> _Activity list_:
A: In the passage on plasma GLP-1 and BNP levels, what was the plasma BNP level in the impaired LV function group?
B: Extend the passage on plasma GLP-1 and BNP levels in patients with preserved and impaired LV function, starting after its last sentence.

> _Source document_:
As shown in figure 1, the plasma GLP-1 level was significantly higher in the impaired LV function group (5.71±1.9 pmol/L) than in the preserved LV function (2.72±1.6 pmol/L). The plasma BNP level was also significantly higher in the impaired LV function group (607±611 pg/mL) than in the preserved LV function group (118±186 pg/mL).

Figure 1

Plasma levels of glucagon-like peptide-1 (GLP-1) and brain natriuretic peptide (BNP) in patients with preserved left ventricular (LV) function (n=53) and impaired LV function (n=49), Plasma GLP-1 and plasma BNP levels were significantly higher in patients with impaired LV function than in, patients with preserved LV function (*p<0.001).

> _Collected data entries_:
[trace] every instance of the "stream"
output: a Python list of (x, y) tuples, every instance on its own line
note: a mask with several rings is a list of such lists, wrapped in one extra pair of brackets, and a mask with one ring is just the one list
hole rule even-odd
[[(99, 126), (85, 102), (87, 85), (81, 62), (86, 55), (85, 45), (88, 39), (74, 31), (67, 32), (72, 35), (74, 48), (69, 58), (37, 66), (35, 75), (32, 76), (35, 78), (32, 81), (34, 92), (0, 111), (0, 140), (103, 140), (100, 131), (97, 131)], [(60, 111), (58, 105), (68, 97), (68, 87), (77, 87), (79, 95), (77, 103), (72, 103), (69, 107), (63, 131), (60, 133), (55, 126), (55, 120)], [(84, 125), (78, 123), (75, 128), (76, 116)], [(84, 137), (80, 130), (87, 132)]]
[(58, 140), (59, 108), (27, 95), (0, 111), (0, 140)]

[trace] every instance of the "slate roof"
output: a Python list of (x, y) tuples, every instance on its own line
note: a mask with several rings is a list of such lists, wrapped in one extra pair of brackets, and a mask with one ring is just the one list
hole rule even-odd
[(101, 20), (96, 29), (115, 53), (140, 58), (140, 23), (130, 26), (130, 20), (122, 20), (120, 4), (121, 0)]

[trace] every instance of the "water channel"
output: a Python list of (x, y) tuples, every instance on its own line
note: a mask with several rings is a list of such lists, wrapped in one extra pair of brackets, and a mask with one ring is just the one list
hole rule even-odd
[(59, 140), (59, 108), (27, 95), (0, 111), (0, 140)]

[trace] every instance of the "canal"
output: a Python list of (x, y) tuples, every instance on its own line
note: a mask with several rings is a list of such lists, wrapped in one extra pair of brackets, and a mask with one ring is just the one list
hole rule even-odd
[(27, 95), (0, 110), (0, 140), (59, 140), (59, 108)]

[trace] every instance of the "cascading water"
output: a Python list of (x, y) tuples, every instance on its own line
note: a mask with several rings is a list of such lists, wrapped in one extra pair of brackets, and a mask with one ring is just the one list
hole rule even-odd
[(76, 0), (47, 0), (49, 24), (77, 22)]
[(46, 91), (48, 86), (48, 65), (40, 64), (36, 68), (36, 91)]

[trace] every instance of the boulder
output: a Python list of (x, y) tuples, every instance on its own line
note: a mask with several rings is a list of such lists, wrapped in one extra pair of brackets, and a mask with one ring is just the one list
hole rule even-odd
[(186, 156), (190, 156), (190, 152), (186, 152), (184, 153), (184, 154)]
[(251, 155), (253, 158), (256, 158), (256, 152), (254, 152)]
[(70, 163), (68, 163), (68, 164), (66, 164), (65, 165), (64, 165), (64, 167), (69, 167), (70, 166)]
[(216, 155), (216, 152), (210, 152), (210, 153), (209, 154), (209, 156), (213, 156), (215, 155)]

> _Results of the exercise_:
A: 607±611 pg/mL

B:
Relationships among plasma GLP-1, BNP levels and LVEF, and relationship between plasma GLP-1 levels and E/A

Plasma GLP-1 levels were negatively correlated with LVEF, an indicator of LV systolic function (r=0.71, p<0.001, figure 2A). The plasma BNP level was negatively correlated with the LVEF (r=0.61, p<0.001, figure 2B). The plasma GLP-1 levels were positively correlated with the plasma BNP levels (r=0.55, p<0.001, figure 2C). However, there was no relationship between the plasma GLP-1 level and E/A, an indicator of diastolic LV function (figure 2D). Echocardiographic and clinical parameters with a p value <0.005 in an unpaired t test and χ² test were included in multivariate logistic regression analysis. However, LV end-systolic volume index was excluded due to multicollinearity because there was a strong correlation between LV end-systolic volume index and LV end-diastolic volume index (r=0.91, p<0.001). The plasma GLP-1 level and LV end-diastolic volume index were independent determinants of the impaired LV function, whereas plasma BNP level or E/A was not an independent determinant of the impaired LV function (table 2).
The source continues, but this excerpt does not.